◆ **Exercise goal**
Reproduce word for word the lines of the material below, from the line containing "Mark one point on each instance of the dirt clod" through the line containing "(1020, 324)", including both of those lines.

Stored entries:

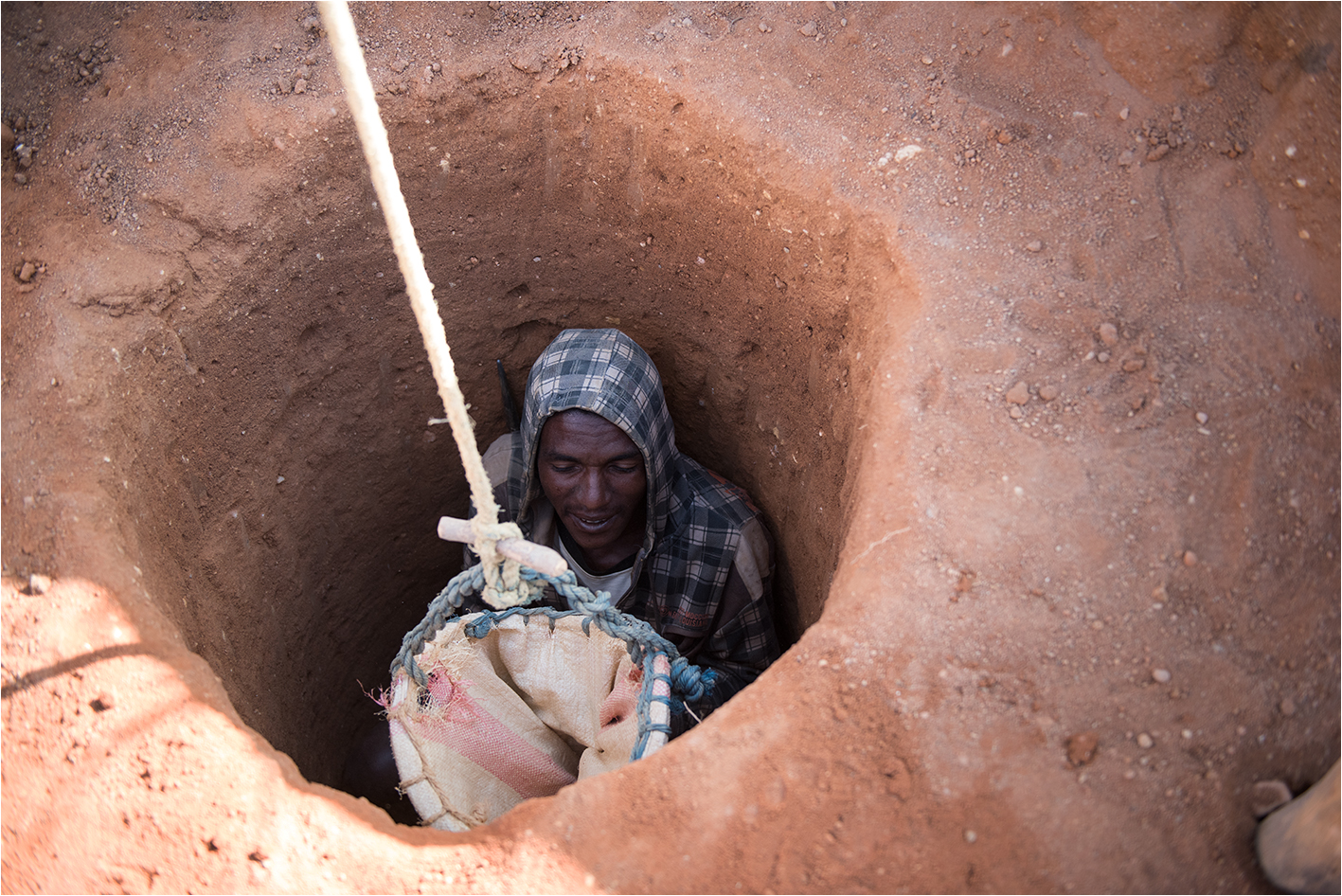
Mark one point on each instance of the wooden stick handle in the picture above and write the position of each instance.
(538, 557)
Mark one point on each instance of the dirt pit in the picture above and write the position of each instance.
(1020, 326)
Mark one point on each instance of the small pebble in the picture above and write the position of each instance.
(1270, 796)
(1081, 747)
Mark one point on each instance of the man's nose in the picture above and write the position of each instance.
(592, 489)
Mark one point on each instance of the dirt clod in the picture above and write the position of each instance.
(1081, 747)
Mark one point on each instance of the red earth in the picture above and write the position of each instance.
(1020, 322)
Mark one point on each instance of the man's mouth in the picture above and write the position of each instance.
(591, 524)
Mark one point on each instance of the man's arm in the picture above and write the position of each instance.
(741, 645)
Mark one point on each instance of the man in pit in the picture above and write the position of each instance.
(595, 474)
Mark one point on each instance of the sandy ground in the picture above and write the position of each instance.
(1020, 324)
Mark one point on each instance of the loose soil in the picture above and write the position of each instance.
(1019, 322)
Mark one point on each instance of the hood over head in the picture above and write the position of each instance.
(610, 374)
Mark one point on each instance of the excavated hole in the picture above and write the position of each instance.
(286, 483)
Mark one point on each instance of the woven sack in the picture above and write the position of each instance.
(518, 705)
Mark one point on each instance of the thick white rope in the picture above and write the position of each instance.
(509, 589)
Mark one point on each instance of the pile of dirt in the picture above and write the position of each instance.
(1022, 326)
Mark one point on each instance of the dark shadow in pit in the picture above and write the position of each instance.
(287, 480)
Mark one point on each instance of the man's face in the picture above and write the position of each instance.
(594, 475)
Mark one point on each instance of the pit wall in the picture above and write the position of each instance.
(287, 518)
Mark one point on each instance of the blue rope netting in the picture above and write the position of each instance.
(688, 683)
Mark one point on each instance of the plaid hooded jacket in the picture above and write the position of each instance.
(702, 577)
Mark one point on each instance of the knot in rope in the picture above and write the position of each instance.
(505, 585)
(689, 680)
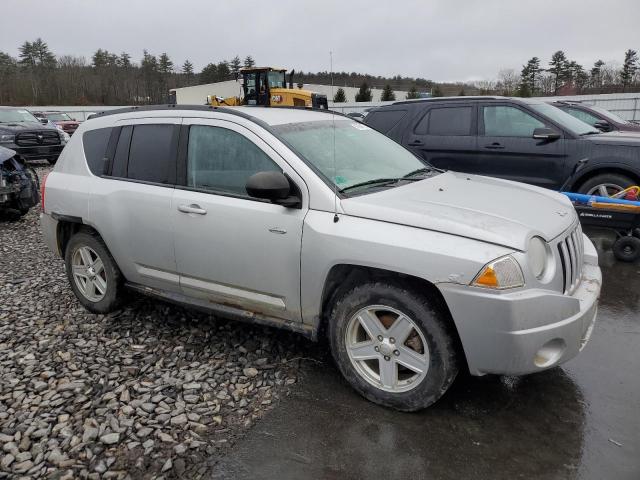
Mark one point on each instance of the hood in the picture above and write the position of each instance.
(23, 127)
(626, 138)
(488, 209)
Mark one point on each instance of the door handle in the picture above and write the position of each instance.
(494, 146)
(193, 208)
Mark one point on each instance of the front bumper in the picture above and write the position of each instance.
(524, 331)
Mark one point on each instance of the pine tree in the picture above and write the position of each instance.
(364, 94)
(235, 64)
(165, 65)
(387, 94)
(558, 68)
(340, 96)
(187, 68)
(628, 68)
(412, 93)
(209, 74)
(529, 77)
(249, 61)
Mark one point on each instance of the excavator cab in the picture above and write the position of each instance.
(267, 87)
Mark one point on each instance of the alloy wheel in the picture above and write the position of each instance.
(387, 348)
(89, 274)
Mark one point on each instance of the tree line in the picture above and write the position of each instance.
(39, 77)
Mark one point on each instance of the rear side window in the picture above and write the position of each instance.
(450, 121)
(384, 120)
(151, 153)
(95, 148)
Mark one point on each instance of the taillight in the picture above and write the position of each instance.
(42, 186)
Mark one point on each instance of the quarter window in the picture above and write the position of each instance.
(222, 160)
(448, 121)
(504, 121)
(95, 147)
(151, 153)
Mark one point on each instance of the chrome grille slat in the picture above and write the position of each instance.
(571, 251)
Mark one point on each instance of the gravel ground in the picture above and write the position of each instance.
(152, 391)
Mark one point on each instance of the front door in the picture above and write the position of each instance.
(230, 248)
(507, 149)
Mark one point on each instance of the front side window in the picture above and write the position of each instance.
(347, 153)
(222, 160)
(505, 121)
(151, 153)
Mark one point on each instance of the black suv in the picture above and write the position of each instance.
(22, 132)
(597, 117)
(525, 140)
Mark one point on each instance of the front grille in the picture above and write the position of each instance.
(34, 139)
(571, 249)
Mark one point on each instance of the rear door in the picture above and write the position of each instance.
(444, 136)
(130, 205)
(507, 149)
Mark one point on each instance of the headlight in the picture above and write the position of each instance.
(500, 274)
(537, 256)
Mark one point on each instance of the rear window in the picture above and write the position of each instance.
(151, 153)
(450, 121)
(95, 147)
(384, 120)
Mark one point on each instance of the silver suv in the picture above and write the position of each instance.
(316, 223)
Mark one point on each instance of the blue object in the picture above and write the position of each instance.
(587, 199)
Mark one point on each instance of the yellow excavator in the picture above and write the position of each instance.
(267, 87)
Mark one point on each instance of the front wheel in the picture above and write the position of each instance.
(393, 345)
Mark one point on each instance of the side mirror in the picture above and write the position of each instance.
(272, 186)
(603, 125)
(545, 134)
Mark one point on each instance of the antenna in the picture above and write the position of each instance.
(335, 170)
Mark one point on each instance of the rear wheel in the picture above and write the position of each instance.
(393, 345)
(93, 274)
(606, 184)
(627, 249)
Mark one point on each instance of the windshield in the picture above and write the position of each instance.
(609, 115)
(58, 117)
(361, 153)
(16, 116)
(565, 119)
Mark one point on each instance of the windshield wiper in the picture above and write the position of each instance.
(417, 172)
(375, 181)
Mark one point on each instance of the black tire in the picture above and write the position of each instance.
(627, 249)
(426, 315)
(617, 179)
(114, 294)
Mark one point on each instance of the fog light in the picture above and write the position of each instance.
(550, 353)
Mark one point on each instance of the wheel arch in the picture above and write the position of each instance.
(604, 169)
(342, 277)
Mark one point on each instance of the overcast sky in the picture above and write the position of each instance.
(436, 39)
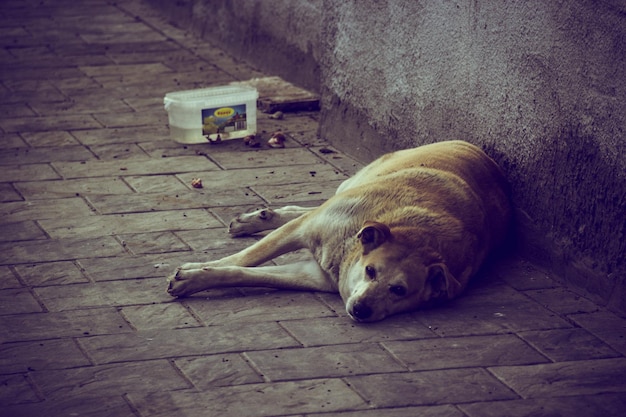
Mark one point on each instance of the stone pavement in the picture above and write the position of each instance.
(97, 209)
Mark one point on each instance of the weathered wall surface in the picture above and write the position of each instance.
(280, 37)
(540, 85)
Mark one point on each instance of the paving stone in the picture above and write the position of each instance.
(15, 232)
(46, 123)
(40, 210)
(58, 250)
(29, 172)
(271, 306)
(606, 326)
(427, 411)
(101, 294)
(609, 405)
(296, 193)
(159, 316)
(45, 354)
(133, 167)
(565, 378)
(126, 135)
(15, 301)
(178, 343)
(562, 301)
(41, 326)
(8, 193)
(111, 379)
(35, 190)
(96, 406)
(451, 386)
(50, 273)
(207, 372)
(489, 310)
(112, 224)
(464, 352)
(253, 400)
(15, 389)
(332, 330)
(7, 279)
(568, 344)
(323, 361)
(55, 138)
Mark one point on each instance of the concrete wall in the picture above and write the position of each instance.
(540, 85)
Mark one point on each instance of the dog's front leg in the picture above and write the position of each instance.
(304, 276)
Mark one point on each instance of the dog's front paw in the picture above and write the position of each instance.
(178, 284)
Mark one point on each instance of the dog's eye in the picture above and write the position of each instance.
(398, 290)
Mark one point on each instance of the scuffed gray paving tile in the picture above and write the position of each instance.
(38, 210)
(125, 135)
(44, 154)
(108, 380)
(50, 273)
(266, 158)
(78, 323)
(133, 167)
(589, 377)
(14, 232)
(464, 352)
(15, 301)
(605, 405)
(58, 250)
(9, 141)
(179, 200)
(271, 306)
(106, 293)
(162, 184)
(7, 279)
(49, 123)
(35, 190)
(332, 330)
(160, 343)
(8, 193)
(159, 316)
(95, 406)
(45, 354)
(430, 387)
(118, 151)
(424, 411)
(494, 308)
(562, 300)
(15, 389)
(158, 242)
(207, 372)
(522, 274)
(568, 344)
(54, 138)
(324, 361)
(112, 224)
(253, 400)
(28, 172)
(606, 326)
(296, 193)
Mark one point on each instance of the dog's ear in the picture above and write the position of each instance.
(444, 286)
(372, 235)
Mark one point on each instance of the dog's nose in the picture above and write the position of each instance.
(361, 311)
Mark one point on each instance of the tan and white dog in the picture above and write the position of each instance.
(407, 231)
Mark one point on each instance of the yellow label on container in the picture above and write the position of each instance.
(224, 112)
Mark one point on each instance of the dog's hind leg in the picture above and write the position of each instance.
(303, 276)
(264, 219)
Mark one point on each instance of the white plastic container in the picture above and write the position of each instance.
(199, 116)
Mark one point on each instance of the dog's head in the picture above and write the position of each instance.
(394, 273)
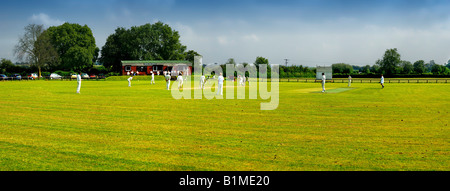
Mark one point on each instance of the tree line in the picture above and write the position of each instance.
(71, 47)
(392, 65)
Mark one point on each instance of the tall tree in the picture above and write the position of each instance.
(25, 49)
(147, 42)
(390, 61)
(419, 66)
(407, 67)
(75, 45)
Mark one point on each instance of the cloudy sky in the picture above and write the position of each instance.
(307, 32)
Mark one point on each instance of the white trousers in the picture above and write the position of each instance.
(79, 87)
(220, 89)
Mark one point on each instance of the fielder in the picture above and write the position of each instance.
(202, 82)
(129, 81)
(79, 83)
(180, 80)
(167, 78)
(153, 78)
(323, 82)
(220, 89)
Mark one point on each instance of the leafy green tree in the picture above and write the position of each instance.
(419, 66)
(35, 48)
(407, 67)
(390, 61)
(75, 45)
(366, 69)
(189, 56)
(261, 60)
(147, 42)
(342, 68)
(438, 69)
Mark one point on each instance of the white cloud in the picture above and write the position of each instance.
(45, 20)
(251, 38)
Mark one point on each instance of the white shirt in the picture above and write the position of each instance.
(167, 77)
(220, 79)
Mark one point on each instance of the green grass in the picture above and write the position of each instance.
(45, 126)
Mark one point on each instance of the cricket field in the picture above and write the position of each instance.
(46, 126)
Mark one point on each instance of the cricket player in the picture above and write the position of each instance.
(220, 80)
(79, 83)
(349, 80)
(202, 82)
(129, 81)
(241, 80)
(153, 78)
(323, 82)
(180, 80)
(167, 78)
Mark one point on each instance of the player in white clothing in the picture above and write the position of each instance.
(202, 82)
(167, 78)
(79, 83)
(180, 80)
(220, 81)
(323, 82)
(153, 78)
(129, 81)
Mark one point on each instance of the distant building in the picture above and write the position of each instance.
(146, 67)
(328, 70)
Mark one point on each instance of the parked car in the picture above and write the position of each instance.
(84, 76)
(17, 77)
(55, 76)
(32, 76)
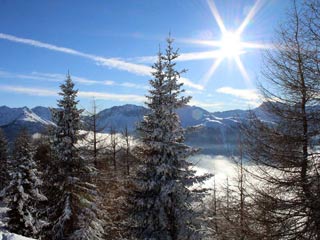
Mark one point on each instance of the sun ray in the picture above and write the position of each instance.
(211, 71)
(216, 15)
(250, 15)
(256, 45)
(243, 70)
(212, 43)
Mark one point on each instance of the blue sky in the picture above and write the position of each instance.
(109, 46)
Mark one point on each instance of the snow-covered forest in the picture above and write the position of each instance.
(73, 182)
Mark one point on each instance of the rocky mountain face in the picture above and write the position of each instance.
(213, 132)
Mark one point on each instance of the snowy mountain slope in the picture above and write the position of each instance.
(204, 129)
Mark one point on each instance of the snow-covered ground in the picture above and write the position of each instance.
(4, 235)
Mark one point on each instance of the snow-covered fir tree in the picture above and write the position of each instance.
(23, 193)
(3, 160)
(163, 203)
(75, 214)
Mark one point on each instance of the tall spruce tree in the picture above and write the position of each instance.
(162, 201)
(23, 192)
(3, 160)
(75, 214)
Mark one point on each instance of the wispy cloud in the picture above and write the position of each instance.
(57, 77)
(138, 69)
(28, 91)
(115, 97)
(50, 92)
(183, 56)
(247, 94)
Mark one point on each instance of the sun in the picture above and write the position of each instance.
(230, 45)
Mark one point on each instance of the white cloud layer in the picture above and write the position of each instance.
(138, 69)
(49, 92)
(247, 94)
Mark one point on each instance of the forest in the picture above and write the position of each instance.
(73, 183)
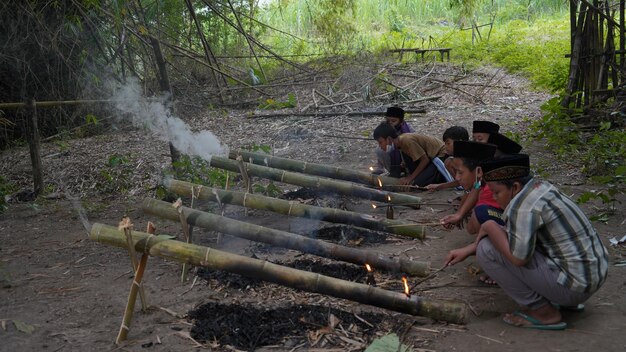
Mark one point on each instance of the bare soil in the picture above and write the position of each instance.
(62, 292)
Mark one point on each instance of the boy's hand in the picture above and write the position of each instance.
(449, 221)
(433, 187)
(460, 254)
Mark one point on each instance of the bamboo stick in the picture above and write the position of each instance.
(134, 288)
(321, 184)
(313, 168)
(290, 208)
(127, 227)
(450, 311)
(284, 239)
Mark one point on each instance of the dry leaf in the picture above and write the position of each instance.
(23, 327)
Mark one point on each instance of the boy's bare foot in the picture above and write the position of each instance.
(546, 317)
(487, 280)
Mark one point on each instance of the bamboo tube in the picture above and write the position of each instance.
(256, 201)
(450, 311)
(284, 239)
(134, 288)
(313, 168)
(321, 184)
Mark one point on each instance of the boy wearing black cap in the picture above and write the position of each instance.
(391, 161)
(416, 150)
(482, 129)
(482, 206)
(547, 257)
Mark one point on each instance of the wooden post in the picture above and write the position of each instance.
(32, 136)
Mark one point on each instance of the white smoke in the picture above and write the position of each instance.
(153, 114)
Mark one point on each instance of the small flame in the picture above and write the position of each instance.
(406, 286)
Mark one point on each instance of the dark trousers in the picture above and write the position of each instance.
(429, 175)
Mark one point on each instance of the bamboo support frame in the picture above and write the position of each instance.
(313, 168)
(284, 239)
(291, 208)
(450, 311)
(318, 183)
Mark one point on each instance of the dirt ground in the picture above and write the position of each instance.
(62, 292)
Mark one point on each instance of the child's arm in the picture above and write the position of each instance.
(467, 206)
(423, 162)
(439, 186)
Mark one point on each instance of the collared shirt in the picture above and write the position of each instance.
(542, 218)
(415, 145)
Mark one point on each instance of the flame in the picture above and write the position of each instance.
(406, 286)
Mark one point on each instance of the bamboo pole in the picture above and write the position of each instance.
(313, 168)
(285, 239)
(281, 206)
(450, 311)
(136, 286)
(320, 184)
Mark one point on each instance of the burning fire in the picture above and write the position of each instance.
(406, 287)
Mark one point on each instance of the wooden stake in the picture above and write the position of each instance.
(178, 205)
(136, 286)
(126, 226)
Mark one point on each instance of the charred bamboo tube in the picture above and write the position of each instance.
(450, 311)
(313, 168)
(284, 239)
(256, 201)
(322, 184)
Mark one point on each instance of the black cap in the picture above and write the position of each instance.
(474, 150)
(394, 111)
(485, 127)
(505, 144)
(508, 168)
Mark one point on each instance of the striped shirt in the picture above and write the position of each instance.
(542, 218)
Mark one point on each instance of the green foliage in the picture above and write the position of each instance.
(6, 188)
(116, 175)
(197, 170)
(274, 104)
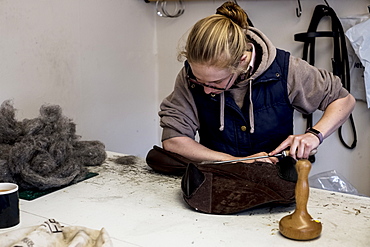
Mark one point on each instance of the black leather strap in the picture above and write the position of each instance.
(340, 58)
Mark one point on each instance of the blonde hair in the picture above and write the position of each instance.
(218, 40)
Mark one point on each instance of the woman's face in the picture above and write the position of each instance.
(213, 79)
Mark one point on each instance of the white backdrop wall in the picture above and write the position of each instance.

◆ **The output**
Mark one point on each instance of the dirt clod in the picture above and write the position of each instance.
(1081, 747)
Mark one point on each instance of the red earth in the picture above and write the position of each instance.
(1020, 322)
Mark one point on each instance of the man's mouth in the picture above and write the position of each instance.
(591, 524)
Mark one point on each instance of the man's arm in the picture above and write the position of each instance.
(741, 645)
Mark one point on each instance of the man in pit in the picture above and write the position of each instance.
(595, 474)
Mark one point on each instance of the sandy ground in the picture above and write the position of each instance.
(1020, 324)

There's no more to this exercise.